----- Data shown

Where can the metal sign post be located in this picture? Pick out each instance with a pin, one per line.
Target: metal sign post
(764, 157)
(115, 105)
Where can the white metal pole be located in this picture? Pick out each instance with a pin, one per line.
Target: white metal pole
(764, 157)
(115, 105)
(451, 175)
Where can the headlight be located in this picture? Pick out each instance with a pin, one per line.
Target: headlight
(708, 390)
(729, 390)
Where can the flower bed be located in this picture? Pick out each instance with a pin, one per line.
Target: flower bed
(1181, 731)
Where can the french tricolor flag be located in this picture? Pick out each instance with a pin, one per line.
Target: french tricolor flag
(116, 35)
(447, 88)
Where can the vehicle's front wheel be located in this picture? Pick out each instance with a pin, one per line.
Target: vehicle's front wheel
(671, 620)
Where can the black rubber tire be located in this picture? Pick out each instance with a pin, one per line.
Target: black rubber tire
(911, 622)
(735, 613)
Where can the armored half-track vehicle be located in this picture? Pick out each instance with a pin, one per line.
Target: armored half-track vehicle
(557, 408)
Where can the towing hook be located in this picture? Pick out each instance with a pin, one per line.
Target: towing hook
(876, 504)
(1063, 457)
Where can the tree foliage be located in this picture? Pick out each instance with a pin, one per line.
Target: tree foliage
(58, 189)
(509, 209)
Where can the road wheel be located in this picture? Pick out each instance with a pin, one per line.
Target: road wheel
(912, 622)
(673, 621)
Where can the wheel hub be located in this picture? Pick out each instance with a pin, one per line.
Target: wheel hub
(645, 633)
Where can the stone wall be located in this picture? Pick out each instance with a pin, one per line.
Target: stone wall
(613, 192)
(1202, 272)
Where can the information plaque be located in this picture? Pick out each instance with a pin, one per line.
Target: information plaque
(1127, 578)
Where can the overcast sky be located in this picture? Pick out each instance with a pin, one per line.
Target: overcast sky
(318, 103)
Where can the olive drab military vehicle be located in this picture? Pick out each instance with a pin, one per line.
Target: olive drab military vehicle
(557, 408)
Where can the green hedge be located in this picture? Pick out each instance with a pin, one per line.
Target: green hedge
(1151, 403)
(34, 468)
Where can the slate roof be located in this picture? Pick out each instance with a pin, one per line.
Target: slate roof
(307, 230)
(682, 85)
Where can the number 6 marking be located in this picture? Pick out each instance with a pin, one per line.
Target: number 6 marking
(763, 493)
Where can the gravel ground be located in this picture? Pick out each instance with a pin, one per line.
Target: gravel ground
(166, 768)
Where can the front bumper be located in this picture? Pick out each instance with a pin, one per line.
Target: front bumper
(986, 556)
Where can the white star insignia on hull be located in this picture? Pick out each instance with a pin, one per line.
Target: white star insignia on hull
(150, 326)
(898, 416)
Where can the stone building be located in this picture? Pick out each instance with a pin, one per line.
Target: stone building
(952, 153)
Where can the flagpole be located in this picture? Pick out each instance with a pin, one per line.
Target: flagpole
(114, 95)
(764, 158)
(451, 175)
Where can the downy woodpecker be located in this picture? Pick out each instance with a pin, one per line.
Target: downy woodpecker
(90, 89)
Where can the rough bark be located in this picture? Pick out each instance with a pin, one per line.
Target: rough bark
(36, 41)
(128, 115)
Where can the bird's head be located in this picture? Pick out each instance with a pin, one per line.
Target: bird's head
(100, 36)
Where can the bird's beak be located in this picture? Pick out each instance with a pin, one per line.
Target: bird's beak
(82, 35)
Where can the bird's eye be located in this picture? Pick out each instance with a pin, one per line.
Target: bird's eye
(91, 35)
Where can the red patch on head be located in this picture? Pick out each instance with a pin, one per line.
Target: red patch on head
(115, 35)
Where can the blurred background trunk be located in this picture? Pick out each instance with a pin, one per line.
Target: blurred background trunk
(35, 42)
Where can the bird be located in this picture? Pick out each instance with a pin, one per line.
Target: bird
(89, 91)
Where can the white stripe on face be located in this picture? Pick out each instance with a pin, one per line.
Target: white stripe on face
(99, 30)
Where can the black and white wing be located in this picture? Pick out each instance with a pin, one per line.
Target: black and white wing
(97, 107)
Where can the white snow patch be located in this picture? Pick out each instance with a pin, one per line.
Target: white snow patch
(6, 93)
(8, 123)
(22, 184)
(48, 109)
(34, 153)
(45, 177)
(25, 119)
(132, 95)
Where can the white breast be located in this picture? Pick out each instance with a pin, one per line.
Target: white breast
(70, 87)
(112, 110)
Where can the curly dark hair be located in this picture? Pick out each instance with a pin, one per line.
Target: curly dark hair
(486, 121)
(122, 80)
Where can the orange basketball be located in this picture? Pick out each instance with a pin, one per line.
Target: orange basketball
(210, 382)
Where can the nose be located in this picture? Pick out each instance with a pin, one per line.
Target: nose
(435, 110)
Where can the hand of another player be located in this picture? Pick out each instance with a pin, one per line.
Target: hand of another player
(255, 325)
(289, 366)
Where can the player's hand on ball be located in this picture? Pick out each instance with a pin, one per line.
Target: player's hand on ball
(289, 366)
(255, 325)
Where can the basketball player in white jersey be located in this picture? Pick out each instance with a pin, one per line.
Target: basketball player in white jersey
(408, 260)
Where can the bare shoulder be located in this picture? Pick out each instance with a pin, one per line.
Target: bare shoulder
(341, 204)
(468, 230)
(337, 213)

----------
----- Data shown

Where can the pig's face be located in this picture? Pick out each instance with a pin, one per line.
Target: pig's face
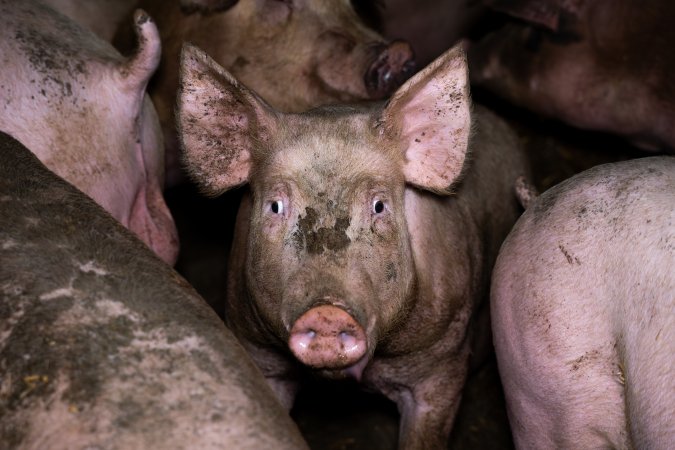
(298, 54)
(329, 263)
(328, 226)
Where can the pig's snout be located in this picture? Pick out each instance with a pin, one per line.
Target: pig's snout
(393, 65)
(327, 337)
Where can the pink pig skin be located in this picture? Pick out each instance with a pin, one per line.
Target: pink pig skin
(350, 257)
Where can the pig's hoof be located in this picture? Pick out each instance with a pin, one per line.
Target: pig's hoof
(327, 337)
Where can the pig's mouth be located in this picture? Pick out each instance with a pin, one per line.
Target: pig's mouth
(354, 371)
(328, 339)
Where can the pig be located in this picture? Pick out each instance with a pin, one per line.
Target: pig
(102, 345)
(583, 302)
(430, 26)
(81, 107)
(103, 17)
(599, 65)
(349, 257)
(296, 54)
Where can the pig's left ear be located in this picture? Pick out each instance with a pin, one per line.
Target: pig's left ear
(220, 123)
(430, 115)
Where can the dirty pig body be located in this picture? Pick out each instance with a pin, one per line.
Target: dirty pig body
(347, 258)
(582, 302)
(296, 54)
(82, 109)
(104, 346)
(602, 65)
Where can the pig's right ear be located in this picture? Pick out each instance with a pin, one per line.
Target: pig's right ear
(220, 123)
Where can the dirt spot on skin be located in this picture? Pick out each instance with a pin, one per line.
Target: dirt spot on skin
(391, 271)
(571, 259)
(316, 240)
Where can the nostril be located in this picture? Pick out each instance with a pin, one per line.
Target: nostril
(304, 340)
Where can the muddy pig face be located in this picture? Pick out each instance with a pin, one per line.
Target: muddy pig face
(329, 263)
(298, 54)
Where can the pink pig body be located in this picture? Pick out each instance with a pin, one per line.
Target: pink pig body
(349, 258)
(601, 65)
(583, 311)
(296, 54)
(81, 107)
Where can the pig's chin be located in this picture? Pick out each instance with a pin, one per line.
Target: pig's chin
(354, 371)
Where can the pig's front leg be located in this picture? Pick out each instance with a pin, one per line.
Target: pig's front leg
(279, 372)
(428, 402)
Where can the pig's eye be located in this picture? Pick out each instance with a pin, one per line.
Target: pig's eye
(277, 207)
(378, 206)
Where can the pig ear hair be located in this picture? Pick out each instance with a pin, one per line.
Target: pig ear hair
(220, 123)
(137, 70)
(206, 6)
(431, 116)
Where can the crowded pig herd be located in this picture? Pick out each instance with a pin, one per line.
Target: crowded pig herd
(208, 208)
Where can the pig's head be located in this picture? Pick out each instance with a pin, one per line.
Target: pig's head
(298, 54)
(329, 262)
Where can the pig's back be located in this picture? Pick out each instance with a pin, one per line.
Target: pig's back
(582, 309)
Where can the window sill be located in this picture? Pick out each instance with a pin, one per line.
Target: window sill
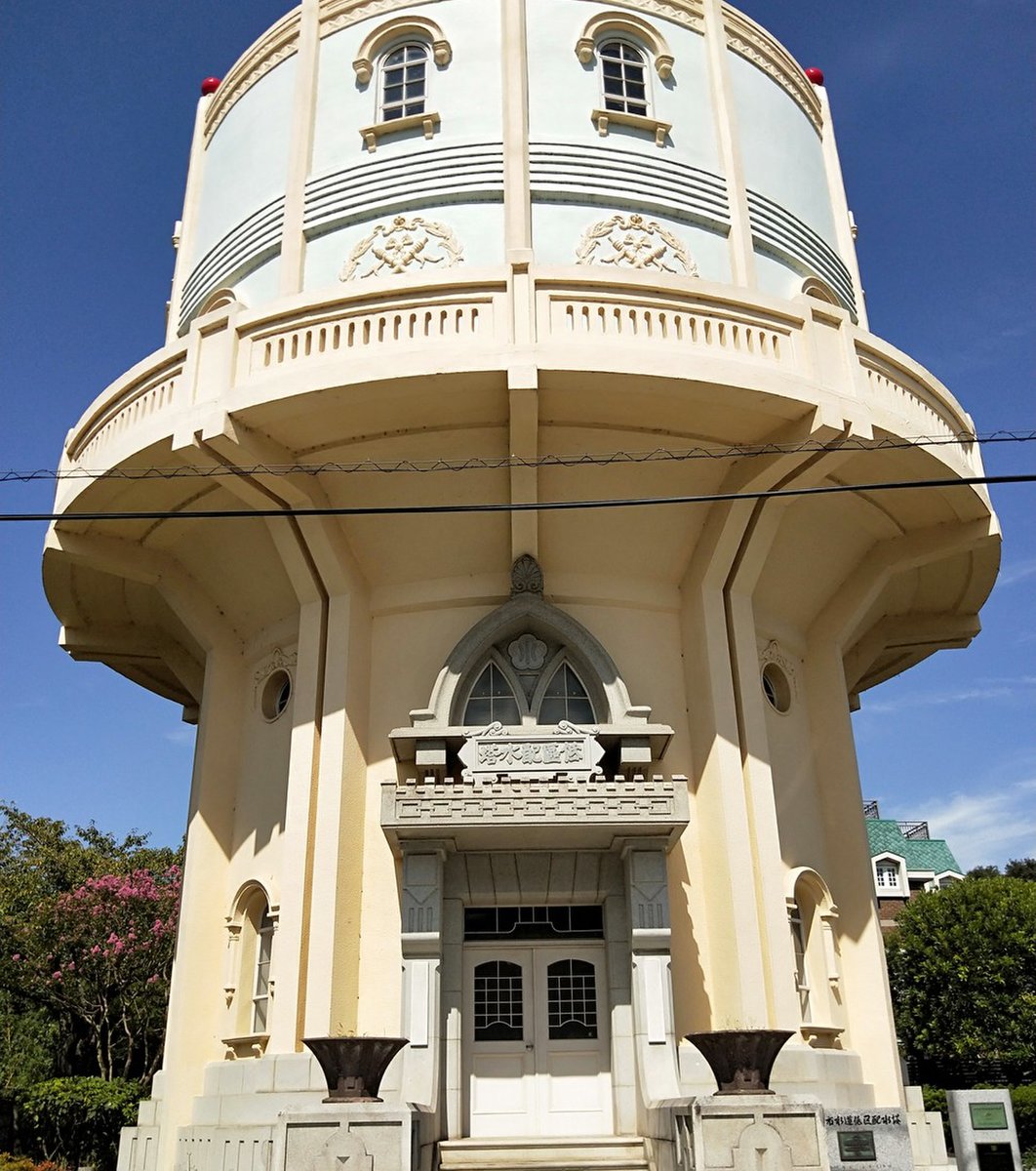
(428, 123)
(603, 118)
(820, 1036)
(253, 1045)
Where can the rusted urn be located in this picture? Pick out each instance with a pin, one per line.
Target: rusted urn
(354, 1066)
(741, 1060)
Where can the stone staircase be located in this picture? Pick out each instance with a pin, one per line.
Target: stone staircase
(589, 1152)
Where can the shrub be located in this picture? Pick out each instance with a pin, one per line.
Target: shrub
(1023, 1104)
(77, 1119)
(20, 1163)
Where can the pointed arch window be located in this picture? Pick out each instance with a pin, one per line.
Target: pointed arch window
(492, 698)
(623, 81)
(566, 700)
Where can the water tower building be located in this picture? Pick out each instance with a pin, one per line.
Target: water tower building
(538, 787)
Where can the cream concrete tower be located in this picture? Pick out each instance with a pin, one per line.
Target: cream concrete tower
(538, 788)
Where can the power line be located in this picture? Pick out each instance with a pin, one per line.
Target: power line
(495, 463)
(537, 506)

----------
----- Data shown

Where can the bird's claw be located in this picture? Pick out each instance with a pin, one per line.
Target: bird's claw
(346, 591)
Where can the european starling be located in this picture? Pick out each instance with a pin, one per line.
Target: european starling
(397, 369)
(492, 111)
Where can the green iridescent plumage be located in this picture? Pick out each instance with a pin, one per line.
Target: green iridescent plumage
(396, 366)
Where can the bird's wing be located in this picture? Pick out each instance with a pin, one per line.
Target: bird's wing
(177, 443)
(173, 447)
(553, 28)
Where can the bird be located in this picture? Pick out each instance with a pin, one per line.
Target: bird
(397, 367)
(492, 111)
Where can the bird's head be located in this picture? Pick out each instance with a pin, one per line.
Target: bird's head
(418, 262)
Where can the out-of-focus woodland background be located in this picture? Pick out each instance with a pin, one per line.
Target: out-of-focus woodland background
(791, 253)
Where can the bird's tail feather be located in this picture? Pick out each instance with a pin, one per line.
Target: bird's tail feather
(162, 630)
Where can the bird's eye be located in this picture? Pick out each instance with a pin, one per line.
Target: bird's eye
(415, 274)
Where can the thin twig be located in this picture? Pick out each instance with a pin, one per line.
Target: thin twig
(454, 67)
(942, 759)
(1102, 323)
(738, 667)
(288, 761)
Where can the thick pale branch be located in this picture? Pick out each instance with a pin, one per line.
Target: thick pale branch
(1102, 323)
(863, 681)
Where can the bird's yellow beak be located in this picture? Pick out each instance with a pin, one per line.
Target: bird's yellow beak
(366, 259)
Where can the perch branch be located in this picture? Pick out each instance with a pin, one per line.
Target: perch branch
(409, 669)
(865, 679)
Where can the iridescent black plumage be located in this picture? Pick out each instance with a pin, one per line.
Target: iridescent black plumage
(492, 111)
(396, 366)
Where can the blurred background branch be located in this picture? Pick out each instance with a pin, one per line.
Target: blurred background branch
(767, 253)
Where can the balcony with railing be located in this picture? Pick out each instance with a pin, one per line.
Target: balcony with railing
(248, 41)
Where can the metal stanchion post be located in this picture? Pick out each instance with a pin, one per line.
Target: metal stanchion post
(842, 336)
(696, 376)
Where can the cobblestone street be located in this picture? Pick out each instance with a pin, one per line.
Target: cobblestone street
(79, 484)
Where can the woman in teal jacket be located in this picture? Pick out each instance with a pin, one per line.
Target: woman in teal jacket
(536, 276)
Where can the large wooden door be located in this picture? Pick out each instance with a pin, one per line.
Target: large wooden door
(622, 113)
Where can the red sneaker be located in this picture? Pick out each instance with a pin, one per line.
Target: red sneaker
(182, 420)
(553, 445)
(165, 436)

----------

> Work to be completed
Gather every line of the records that contains the string "spot". Case counts.

> Task response
Where can the dirt spot on skin be located in this picture? Pick out each instance with a pin, one per line.
Target: dirt spot on skin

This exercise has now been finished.